━━ Текст страницы ━━

Спустя столетия Пушкин в стихотворении «Памятник» по-своему выразил мысль из «Повести временных лет»:
Слух обо мне пройдет по всей Руси великой,
И назовет меня всяк сущий в ней язык,
И гордый внук славян, и финн,
и ныне дикой Тунгус,
и друг степей калмык.
Как видим, Пушкин почти повторил формулировку Нестора, только у Пушкина славяне на первом месте, а финны на втором. А для Нестора было возможно славян не ставить даже на первое место. Таким образом, если в глазах летописцев все населявшие Русь народы являлись равноправными творцами русской государственности, то у Пушкина они выступают в качестве равноправных носителей российской культуры.
Зафиксированное в летописи равноправие племен и народов, несомненно, отражало реальности тогдашней жизни. За 1200-летнюю историю русского государства в состав русских влилось такое количество разных племен и рас, которое трудно себе представить. На эту тему есть серьезнейшие исследования, из которых, между прочим, следует и то, что русских среди нас с чисто славянской кровью совсем немного.
Возьмем слово «русский». Я думаю, если вглядеться в слово до самой глубины, можно многое понять. Слово значит гораздо больше, чем мы думаем, оно никогда не лжет. Об этом когда-то хорошо сказал Лев Толстой: мы можем обманываться, а язык не обманывает.
Так вот, все народы мы называем именем существительным — немец, поляк, англичанин, чуваш, узбек… Даже народ, состоящий из нескольких сот человек — удэгэ, саами. И только «русский» идет как прилагательное. В этом, на мой взгляд, величайший смысл. То есть, с одной стороны, русские как бы служат другим народам, представительствуя на огромном континенте от Балтики до Тихого океана. В то же время они являются связующим звеном, цементирующим, объединяющим началом для многих народов. Повторяю: слово значит больше, чем кто-либо может в нем открыть. Поскольку слово — это всегда инобытие человеческой жизни.
Традиция самоопределять себя не по крови, а по культуре и государственной принадлежности дала на Руси поразительные примеры. Возьмем две такие грандиозные фигуры XVII века, как патриарх Никон и идеолог старообрядчества протопоп Аввакум. И тот, и другой были чистокровными мордвинами, но относили себя к русским — так же, как русским считал себя грузин князь Багратион — один из славнейших героев Отечественной войны 1812 года. Крупнейшие фигуры в большевистской партии периода Октябрьской революции и Гражданской войны — Троцкий, Зиновьев и целый ряд других — были, как известно, евреями. Или другой факт: после 1480 г. и до середины XVII в. многие виднейшие русские военачальники вышли из монголов, хотя к монголам, казалось бы (из-за монголо-татарского ига), должны были на Руси относиться крайне отрицательно. А когда Иван Грозный пожелал временно отойти от государственных дел, то он передал управление страной потомку Чингисхана князю Бек Булатовичу. Понятно, что такие вопросы не могли решаться с кондачка.

━━━
━━ Исходные данные ━━

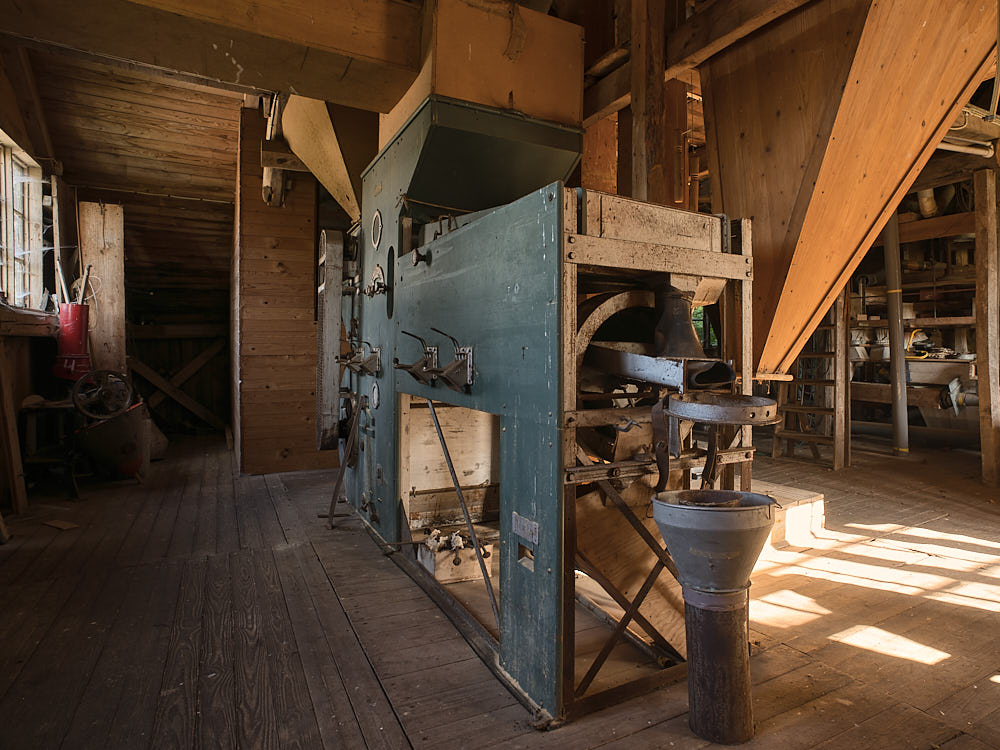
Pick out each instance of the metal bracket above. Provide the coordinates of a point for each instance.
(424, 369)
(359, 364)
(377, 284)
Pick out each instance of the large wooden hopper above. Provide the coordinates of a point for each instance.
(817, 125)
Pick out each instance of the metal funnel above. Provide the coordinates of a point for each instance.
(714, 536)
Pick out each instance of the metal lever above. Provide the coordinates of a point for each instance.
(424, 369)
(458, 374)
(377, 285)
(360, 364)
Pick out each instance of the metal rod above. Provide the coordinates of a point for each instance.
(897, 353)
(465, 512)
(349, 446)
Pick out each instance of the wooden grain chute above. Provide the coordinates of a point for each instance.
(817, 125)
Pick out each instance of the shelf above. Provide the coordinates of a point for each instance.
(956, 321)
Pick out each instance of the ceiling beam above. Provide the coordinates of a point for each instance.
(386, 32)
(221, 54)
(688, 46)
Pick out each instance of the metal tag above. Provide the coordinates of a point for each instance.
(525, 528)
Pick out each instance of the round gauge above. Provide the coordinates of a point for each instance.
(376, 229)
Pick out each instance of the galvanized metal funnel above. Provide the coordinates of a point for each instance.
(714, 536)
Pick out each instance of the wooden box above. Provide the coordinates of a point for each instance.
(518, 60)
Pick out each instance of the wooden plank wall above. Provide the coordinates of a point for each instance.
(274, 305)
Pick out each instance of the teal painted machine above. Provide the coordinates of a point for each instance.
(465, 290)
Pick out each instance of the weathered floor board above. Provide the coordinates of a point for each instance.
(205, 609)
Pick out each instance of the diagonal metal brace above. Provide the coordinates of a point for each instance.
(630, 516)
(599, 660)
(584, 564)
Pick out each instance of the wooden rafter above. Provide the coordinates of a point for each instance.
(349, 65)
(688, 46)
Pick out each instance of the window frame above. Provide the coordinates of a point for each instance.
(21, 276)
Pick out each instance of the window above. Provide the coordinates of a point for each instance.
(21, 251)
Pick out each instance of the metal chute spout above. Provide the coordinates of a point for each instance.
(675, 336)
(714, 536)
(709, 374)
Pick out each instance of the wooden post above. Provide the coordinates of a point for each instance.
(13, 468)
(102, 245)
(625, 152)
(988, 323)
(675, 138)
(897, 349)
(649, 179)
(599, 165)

━━━
━━ Исходные данные ━━

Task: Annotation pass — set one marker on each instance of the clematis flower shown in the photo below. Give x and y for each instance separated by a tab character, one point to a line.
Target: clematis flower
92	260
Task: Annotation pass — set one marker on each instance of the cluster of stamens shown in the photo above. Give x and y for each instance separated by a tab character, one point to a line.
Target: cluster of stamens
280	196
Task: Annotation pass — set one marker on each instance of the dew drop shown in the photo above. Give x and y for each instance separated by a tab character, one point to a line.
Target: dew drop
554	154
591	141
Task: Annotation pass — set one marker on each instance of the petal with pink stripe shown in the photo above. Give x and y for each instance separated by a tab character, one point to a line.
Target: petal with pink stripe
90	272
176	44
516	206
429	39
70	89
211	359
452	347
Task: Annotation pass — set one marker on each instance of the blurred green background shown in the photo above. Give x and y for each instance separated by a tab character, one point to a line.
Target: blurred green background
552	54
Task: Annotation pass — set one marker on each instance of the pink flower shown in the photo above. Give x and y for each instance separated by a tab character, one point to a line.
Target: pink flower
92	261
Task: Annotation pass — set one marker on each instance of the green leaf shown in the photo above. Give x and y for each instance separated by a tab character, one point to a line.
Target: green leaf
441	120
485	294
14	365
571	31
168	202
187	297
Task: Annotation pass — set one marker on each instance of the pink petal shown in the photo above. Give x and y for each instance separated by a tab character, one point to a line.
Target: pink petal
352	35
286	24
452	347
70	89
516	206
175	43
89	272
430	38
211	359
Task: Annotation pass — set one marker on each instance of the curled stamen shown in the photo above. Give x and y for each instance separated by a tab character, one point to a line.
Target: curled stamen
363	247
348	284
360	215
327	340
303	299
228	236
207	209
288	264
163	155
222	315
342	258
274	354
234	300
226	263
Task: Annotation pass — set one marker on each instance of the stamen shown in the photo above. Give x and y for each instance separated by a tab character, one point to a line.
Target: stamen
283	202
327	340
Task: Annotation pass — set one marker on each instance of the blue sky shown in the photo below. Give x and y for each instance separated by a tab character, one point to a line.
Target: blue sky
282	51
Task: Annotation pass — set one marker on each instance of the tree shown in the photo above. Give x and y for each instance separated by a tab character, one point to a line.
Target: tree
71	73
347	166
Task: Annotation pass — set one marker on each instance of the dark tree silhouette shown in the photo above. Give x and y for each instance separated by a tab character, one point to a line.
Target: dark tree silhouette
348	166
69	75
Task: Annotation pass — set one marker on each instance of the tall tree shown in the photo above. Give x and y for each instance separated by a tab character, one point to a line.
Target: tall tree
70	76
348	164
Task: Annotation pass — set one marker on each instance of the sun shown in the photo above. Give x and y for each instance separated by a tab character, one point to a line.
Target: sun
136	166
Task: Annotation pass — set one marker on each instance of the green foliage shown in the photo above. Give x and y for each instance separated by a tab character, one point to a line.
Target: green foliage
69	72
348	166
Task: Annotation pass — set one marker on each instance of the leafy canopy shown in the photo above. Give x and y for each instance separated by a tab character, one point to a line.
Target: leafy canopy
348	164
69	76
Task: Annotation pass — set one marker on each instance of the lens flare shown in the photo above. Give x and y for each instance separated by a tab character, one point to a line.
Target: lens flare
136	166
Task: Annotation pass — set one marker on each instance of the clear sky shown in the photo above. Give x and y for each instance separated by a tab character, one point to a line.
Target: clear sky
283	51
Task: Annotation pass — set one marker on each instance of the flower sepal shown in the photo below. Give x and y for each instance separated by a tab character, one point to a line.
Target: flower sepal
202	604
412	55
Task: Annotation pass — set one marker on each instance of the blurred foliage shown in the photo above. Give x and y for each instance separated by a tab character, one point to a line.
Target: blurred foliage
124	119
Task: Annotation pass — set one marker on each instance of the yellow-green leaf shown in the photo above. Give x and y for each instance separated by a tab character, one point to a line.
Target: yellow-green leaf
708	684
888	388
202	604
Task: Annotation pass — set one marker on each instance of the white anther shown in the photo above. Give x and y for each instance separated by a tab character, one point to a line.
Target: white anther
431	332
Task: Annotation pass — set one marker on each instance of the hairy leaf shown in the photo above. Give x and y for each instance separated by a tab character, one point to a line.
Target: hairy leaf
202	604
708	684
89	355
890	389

━━━

◆ Суть задания: Кому, согласно тексту страницы, Иван Грозный передал управление страной, когда пожелал временно отойти от государственных дел? Записи для работы не понадобятся.

◆ Ответ к заданию: Потомку Чингисхана князю Бек Булатовичу.